## Begin Material supplied

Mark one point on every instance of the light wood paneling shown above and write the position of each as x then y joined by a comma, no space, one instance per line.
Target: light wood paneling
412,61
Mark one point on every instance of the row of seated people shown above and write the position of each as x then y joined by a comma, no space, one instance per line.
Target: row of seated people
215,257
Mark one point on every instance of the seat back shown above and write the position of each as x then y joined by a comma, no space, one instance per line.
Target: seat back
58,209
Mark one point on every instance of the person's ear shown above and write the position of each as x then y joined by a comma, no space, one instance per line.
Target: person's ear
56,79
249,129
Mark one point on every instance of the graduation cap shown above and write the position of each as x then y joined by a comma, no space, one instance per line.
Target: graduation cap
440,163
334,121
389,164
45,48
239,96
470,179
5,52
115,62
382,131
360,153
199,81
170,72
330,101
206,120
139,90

## End Material supplied

▶ **Given exercise**
Can you turn every line of the records above into a Markdown table with the columns "Row" and "Line", numbering each row and leaving out blank lines?

▶ **Answer**
| Row | Line |
|---|---|
| 1 | Mark one point on every instance of the light wood paneling shown above and write the position of each as x then y joined by a comma, no space, one instance per line. |
| 2 | Target: light wood paneling |
| 3 | 412,61 |
| 4 | Mark one point on every instance of the row of seated people shown above and write the position of each as x then y joined by a comma, no space, one instance per line. |
| 5 | Target: row of seated people |
| 6 | 215,257 |
| 7 | Mark one point on every instance of the seat back shown above and write the position of each as x then y joined by a comma, no space, one instance per line. |
| 8 | Target: seat back |
| 9 | 58,209 |
| 10 | Mark one point on every instance of the person's ear shown above and write the position of each as x then y joined by a comma, no space, one instance per line. |
| 11 | Target: person's ear |
| 12 | 56,79 |
| 13 | 249,129 |
| 14 | Mark one point on every instance of the graduation cap shown above and write the position of each as x then y joined by a comma, no space, one instance per line. |
| 15 | Target: graduation cap |
| 16 | 440,163 |
| 17 | 334,121 |
| 18 | 389,164 |
| 19 | 45,48 |
| 20 | 239,96 |
| 21 | 470,179 |
| 22 | 5,52 |
| 23 | 115,62 |
| 24 | 382,131 |
| 25 | 360,153 |
| 26 | 199,81 |
| 27 | 170,72 |
| 28 | 330,101 |
| 29 | 206,120 |
| 30 | 139,90 |